DESCRIPTION OF THE TASK: Return every line of the material exactly.

DATASET ROWS:
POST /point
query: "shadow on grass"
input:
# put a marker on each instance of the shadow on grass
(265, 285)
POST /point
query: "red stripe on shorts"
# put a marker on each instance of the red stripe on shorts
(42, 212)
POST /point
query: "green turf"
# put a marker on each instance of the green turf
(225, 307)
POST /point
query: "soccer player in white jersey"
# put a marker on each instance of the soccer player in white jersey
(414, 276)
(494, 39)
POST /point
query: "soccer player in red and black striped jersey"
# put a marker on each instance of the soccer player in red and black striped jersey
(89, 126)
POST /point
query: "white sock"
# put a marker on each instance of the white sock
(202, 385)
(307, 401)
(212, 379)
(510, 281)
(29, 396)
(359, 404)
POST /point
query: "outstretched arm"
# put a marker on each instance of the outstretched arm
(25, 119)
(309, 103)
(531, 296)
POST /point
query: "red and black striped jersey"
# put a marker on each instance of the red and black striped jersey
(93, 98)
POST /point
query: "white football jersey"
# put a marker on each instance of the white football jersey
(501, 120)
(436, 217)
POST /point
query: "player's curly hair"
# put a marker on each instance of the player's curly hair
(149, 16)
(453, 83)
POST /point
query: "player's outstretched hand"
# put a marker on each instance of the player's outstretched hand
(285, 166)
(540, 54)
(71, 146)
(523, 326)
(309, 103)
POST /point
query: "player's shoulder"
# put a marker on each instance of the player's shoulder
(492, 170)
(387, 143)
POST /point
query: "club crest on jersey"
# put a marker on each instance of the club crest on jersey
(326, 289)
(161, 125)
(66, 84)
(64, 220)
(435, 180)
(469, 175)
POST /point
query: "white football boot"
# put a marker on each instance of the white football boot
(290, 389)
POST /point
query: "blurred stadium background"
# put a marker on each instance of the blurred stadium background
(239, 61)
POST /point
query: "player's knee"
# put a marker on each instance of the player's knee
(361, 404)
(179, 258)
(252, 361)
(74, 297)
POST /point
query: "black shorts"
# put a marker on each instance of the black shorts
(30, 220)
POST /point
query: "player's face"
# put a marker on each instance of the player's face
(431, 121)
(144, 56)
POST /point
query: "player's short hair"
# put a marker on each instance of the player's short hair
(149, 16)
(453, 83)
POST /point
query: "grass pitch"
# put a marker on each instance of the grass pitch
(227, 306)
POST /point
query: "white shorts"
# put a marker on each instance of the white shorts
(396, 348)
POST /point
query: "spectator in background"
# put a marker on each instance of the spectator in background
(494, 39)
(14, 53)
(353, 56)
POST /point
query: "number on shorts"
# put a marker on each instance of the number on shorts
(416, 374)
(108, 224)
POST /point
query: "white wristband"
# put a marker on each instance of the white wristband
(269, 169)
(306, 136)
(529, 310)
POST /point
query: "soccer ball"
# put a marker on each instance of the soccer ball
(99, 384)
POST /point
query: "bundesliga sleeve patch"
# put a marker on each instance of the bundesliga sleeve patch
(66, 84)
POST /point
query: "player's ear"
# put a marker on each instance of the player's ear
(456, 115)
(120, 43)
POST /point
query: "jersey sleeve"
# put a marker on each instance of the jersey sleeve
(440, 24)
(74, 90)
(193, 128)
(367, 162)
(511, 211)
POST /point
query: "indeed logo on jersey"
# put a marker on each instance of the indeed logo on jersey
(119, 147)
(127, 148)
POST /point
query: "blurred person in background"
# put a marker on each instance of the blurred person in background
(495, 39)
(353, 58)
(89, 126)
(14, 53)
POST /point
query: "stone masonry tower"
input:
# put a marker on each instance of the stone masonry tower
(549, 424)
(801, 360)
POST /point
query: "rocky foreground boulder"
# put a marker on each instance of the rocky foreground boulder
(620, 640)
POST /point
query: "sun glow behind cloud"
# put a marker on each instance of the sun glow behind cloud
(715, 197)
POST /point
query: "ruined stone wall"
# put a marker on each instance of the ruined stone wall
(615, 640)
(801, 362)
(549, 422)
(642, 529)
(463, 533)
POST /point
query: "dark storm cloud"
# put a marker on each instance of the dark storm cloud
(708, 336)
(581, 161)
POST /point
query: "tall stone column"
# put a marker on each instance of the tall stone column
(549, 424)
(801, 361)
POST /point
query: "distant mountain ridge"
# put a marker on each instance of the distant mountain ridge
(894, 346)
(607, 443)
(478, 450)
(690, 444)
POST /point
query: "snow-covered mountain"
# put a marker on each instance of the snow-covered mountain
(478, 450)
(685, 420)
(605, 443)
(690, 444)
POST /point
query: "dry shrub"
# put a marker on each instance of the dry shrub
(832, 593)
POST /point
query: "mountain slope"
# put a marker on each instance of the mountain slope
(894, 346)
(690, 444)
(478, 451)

THE RESPONSE:
POST /point
query: "shadow on grass"
input:
# put a marker on each instance of the shadow on grass
(265, 285)
POST /point
query: "red stripe on shorts"
# put a marker on each instance of the red stripe on shorts
(42, 212)
POST /point
query: "green turf"
# put a marker on each instance of the green turf
(225, 307)
POST /point
query: "soccer player in white jersey"
# put a marker on each instance of the soccer player in white jersey
(414, 276)
(494, 39)
POST /point
query: "soccer player in red and black striped jersey"
# put a marker on each instance of the soccer player in red and black striped jersey
(89, 126)
POST /point
query: "white sock"
# put a marker on each instance of the white sock
(202, 385)
(307, 401)
(212, 379)
(510, 281)
(29, 396)
(359, 404)
POST /point
query: "outstretched arm"
# put a marker on each instance of the outstretched arm
(25, 119)
(309, 103)
(531, 296)
POST /point
query: "red and black striped jersey"
# put a marker on each instance of the red and black striped jersey
(93, 98)
POST /point
query: "white football jersey"
# put a marker on each instance of the white football jersey
(501, 120)
(436, 217)
POST /point
query: "player's curly hair"
# put a marker on each instance of the player's curly hair
(149, 16)
(453, 83)
POST /point
query: "player's outstretched hand"
# put a marker on each instance of the player's outstretched hand
(285, 166)
(540, 54)
(71, 146)
(523, 326)
(309, 103)
POST /point
query: "player's shoulder"
# put a marker on each instance of the player's shoulder
(492, 170)
(387, 143)
POST /point
query: "club crest on jersey"
# put a marker on each instance of the club crest on jersey
(326, 289)
(161, 125)
(66, 84)
(64, 220)
(435, 180)
(469, 175)
POST /point
query: "white football boot"
# put a marker on each instance of the white football boot
(290, 389)
POST /point
query: "blurred stadium background"
# put a marker on each instance of the blurred stadium background
(239, 61)
POST /point
query: "player's knee"
# put a marker on each instance of the player's knee
(361, 404)
(179, 258)
(252, 361)
(74, 297)
POST /point
query: "black shorts"
# put a marker on each instance of the black shorts
(30, 220)
POST /point
query: "player's face"
# put a marker on each instance of the player's face
(431, 121)
(144, 56)
POST /point
query: "player's short hair"
# put a marker on each instance of the player's short hair
(149, 16)
(453, 83)
POST /point
query: "grass pitch"
# put a marker on each instance of the grass pitch
(227, 306)
POST /point
query: "white shorts"
# put a marker on each instance of the white shorts
(396, 348)
POST /point
query: "spectator in background"
# put a marker on each instance of the spectator in background
(494, 39)
(14, 53)
(353, 56)
POST /point
query: "number on shorts"
# put a marker on each instance of the number on shorts
(416, 374)
(108, 224)
POST /point
query: "white wristband"
# put a marker on each instance of the white wristband
(269, 169)
(306, 136)
(529, 310)
POST /point
query: "soccer ball"
# put a marker on each instance of the soccer ball
(99, 384)
POST /point
query: "bundesliga sleeve patch"
# put a marker on each instance of the bundesliga sleeve patch
(66, 84)
POST /point
query: "player's ear"
# put a marker on each instance of the player's ear
(456, 115)
(120, 43)
POST /point
query: "jersey sleeve"
# put a marker on each instance of the jersey sleeve
(440, 24)
(74, 90)
(193, 128)
(367, 162)
(511, 211)
POST /point
query: "indeed logo on jersey"
# put a marker on each instance of the indeed logo on jersey
(119, 147)
(127, 148)
POST /point
query: "blurred person in background"
# put a marker on each instance of the blurred person in background
(495, 39)
(353, 58)
(89, 126)
(14, 53)
POST /point
query: "stone masonry tower"
input:
# put a marker on each instance of the stone masonry tower
(549, 424)
(801, 360)
POST /point
query: "rocky foreground boulder"
# put a marker on each instance of the rocky foreground boulder
(620, 640)
POST /point
query: "sun glow behind cloud"
# put a marker on each instance of the sun glow behind cloud
(715, 197)
POST /point
query: "ruined stone wall"
# put a marker on each instance of the ruined stone wall
(615, 640)
(801, 362)
(549, 422)
(642, 529)
(463, 533)
POST /point
query: "dark storm cloud"
# put a marker on each instance of the dark storm cloud
(708, 336)
(581, 161)
POST /point
query: "tall stone column"
# put a marker on each instance of the tall stone column
(549, 424)
(801, 361)
POST /point
query: "distant mountain ridge"
# put a marker on each instance of the distant mountain ridge
(894, 346)
(607, 443)
(478, 450)
(690, 444)
POST /point
query: "snow-covered mountain"
# put a marker on each instance of the snow-covered mountain
(478, 450)
(685, 420)
(605, 443)
(690, 444)
POST /point
query: "dry shrub"
# put a marker on each instance of the dry shrub
(832, 593)
POST /point
query: "mountain slope"
# put a marker on each instance of the mountain slope
(894, 346)
(690, 444)
(478, 451)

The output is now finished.